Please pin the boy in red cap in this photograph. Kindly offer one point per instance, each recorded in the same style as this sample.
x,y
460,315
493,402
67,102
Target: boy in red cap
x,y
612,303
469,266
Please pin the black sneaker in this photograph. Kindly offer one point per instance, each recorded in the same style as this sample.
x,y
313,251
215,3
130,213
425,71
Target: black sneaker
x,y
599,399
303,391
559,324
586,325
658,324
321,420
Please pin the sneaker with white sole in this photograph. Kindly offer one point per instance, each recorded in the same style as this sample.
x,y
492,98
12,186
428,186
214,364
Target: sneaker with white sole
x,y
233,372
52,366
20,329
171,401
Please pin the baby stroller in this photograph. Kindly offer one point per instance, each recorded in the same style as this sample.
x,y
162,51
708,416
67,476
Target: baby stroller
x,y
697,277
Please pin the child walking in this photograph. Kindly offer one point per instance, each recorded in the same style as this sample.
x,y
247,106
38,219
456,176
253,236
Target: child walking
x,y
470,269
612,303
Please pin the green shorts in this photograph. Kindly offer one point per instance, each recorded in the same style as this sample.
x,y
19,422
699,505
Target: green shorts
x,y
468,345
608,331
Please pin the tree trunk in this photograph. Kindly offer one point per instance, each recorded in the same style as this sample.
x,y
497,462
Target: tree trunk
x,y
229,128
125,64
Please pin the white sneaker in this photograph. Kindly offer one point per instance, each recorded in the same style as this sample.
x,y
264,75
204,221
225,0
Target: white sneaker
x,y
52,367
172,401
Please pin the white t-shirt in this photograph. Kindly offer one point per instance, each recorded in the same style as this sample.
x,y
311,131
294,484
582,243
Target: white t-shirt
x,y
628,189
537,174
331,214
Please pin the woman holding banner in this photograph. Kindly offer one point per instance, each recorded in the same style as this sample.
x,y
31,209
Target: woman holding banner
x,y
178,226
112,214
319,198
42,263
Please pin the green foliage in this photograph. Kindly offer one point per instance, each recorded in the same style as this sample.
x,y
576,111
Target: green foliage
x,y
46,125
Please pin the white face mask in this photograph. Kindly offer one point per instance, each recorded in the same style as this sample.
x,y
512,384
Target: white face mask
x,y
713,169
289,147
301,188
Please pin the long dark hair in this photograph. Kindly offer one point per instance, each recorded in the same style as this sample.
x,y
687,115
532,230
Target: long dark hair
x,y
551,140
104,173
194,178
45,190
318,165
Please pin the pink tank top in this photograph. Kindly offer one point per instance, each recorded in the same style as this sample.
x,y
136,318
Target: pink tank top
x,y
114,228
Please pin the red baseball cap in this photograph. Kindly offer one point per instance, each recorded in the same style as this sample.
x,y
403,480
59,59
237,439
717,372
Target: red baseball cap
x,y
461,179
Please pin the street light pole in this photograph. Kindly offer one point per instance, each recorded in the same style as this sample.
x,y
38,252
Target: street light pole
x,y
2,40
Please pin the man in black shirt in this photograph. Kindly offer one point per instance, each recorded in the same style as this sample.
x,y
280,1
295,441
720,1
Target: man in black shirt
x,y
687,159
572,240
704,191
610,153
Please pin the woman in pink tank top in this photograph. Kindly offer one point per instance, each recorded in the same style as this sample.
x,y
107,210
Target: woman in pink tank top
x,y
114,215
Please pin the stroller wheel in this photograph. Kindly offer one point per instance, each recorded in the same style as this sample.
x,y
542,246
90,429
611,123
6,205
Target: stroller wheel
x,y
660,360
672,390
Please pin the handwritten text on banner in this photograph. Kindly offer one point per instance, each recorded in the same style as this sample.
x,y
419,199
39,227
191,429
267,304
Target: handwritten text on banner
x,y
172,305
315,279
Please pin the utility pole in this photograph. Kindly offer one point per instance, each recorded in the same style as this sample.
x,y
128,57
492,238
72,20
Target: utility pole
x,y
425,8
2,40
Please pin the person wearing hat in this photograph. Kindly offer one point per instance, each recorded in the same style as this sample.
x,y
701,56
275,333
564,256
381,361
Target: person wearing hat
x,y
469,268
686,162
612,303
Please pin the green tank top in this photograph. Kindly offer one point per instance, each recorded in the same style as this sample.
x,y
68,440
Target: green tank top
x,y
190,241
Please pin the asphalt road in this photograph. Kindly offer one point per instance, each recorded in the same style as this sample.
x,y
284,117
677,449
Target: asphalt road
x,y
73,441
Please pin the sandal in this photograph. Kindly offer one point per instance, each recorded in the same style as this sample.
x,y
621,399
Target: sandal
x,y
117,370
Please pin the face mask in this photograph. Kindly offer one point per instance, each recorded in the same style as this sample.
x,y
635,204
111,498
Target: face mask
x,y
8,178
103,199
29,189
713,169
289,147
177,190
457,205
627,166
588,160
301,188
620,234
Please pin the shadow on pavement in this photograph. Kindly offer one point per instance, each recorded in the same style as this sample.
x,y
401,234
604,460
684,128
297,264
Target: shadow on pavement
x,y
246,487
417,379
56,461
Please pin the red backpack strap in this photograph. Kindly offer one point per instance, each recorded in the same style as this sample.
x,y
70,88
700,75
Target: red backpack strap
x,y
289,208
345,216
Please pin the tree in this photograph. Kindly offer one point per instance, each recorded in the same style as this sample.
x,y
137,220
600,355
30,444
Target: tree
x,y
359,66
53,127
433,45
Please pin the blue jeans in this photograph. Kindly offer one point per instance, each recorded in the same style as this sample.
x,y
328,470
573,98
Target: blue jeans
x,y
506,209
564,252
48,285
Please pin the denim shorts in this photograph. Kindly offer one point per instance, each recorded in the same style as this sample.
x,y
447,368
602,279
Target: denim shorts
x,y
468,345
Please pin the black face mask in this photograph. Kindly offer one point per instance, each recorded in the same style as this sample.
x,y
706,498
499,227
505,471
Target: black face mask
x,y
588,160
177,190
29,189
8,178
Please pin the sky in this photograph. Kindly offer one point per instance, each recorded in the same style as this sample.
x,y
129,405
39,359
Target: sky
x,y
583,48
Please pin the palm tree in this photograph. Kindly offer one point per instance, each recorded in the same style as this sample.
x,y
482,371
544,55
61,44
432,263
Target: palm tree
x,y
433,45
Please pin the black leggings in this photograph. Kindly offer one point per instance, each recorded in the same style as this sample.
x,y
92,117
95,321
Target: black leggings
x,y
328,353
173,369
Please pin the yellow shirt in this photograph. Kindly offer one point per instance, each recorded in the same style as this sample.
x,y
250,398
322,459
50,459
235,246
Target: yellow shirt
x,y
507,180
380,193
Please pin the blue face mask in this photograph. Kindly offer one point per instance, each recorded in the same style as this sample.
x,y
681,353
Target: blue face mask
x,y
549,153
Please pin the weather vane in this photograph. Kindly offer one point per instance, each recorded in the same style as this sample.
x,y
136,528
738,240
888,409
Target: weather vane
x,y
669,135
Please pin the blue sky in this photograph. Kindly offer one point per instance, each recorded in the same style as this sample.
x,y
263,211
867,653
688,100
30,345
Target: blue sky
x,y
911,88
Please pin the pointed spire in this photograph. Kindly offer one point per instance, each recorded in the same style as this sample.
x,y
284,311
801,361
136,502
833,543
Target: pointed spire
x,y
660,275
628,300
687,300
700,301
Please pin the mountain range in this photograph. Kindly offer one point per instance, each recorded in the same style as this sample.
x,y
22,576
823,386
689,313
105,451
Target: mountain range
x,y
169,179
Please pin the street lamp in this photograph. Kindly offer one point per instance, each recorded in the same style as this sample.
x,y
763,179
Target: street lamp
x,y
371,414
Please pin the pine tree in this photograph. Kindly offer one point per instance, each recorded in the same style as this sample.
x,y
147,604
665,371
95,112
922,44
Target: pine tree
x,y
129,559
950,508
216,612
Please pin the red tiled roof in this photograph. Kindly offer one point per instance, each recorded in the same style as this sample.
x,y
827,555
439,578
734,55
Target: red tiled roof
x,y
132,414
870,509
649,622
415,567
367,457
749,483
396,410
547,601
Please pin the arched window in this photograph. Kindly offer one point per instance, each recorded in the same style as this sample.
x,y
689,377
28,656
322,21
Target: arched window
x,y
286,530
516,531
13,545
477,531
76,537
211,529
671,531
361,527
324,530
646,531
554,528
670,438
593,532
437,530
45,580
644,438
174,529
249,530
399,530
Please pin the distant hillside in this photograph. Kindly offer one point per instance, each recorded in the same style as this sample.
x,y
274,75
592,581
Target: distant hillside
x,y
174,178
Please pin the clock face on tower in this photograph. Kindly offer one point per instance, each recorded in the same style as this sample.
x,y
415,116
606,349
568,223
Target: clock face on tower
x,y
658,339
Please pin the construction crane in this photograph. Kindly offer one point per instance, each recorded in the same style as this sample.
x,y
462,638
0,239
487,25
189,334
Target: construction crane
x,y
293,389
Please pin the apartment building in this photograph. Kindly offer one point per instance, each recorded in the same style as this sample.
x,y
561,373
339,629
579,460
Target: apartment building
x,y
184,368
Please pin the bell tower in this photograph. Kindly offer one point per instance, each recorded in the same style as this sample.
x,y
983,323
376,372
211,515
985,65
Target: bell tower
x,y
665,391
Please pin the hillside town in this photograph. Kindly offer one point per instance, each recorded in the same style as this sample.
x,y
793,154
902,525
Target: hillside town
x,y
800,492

■ Request: Only the lines from the one containing "Please pin the red tiled" to the end of the listing belong in the output, each reproduced exactly.

■ Response:
Please pin the red tiled roof in this photograph. Kindly offer one point per instance, each recorded in the same style as this sample.
x,y
827,555
439,578
734,55
Target: red tiled roof
x,y
132,414
870,509
649,622
415,567
367,457
749,483
396,410
547,601
Please pin the arched window in this photograph. Kindly offer one point per instance, each recorded in the same style as this sample.
x,y
689,377
28,656
322,21
Target: arched window
x,y
286,530
516,531
13,545
477,531
76,537
211,529
671,531
361,527
324,530
646,531
554,528
670,438
593,532
437,530
45,580
644,438
174,529
249,530
399,530
Please pin the distant hillside in this photograph. Kindly offer one point per instance, each recorded in the same style as this sample.
x,y
274,75
592,581
Target: distant hillside
x,y
174,178
Please pin the clock face on tower in this photograph. Kindly offer one point per instance, each recorded in the same style as this sample.
x,y
415,116
606,349
568,223
Target: clock face on tower
x,y
658,339
Please pin the construction crane in this photograph. Kindly offer one point per instance, each recorded in the same style as this sample.
x,y
462,638
0,239
487,25
189,334
Target: construction crane
x,y
293,389
Please pin the apartment building in this photograph. Kindly offer one point per instance, each recorded in the same style as this sample.
x,y
561,373
339,629
579,460
Target: apartment building
x,y
184,368
Please pin the bell tower in this photograph. Kindly offer one point per instance, each recorded in the same style as this sample.
x,y
983,323
376,372
211,515
985,65
Target: bell tower
x,y
665,391
Please pin the hillside town in this photograph. Kindly offer one point per instance, each recorded in the same style as this sample.
x,y
793,154
902,525
Target: hillside town
x,y
800,492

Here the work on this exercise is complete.